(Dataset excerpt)
* Start *

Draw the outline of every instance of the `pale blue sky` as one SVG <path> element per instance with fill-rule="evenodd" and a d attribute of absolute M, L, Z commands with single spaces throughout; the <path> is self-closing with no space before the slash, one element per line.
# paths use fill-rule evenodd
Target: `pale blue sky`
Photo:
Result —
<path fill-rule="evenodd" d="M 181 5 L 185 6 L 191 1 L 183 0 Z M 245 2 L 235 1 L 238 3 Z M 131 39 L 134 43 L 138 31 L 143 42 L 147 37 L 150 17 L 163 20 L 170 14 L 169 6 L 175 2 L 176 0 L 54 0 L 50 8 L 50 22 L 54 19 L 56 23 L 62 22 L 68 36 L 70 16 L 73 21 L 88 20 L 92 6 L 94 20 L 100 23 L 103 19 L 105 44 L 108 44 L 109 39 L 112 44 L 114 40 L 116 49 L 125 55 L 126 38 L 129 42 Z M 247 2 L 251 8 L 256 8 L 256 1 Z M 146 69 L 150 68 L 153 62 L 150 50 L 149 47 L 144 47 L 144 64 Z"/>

* End *

__Your goal__.
Rewrite the data above, replacing every occurrence of "pale blue sky" with "clear sky" and leaving everything else unchanged.

__Solution for this task__.
Draw the outline of every instance of the `clear sky` as one SVG <path> element per instance with fill-rule="evenodd" and a d attribute of absolute M, L, Z commands with single spaces throughout; the <path> is self-closing with no space before the slash, one element per line.
# paths use fill-rule evenodd
Target: `clear sky`
Photo:
Result —
<path fill-rule="evenodd" d="M 181 5 L 185 6 L 191 1 L 183 0 Z M 245 2 L 235 1 L 238 3 Z M 131 39 L 134 43 L 138 31 L 143 42 L 147 37 L 150 17 L 163 20 L 170 14 L 169 6 L 175 2 L 176 0 L 54 0 L 50 8 L 50 22 L 54 19 L 56 23 L 62 22 L 68 36 L 70 16 L 73 21 L 88 20 L 92 6 L 94 20 L 100 23 L 103 19 L 105 44 L 108 44 L 109 39 L 112 44 L 114 40 L 116 49 L 125 55 L 126 38 L 129 42 Z M 247 2 L 251 8 L 256 8 L 256 1 Z M 146 69 L 150 68 L 153 62 L 150 50 L 149 47 L 144 47 L 144 64 Z"/>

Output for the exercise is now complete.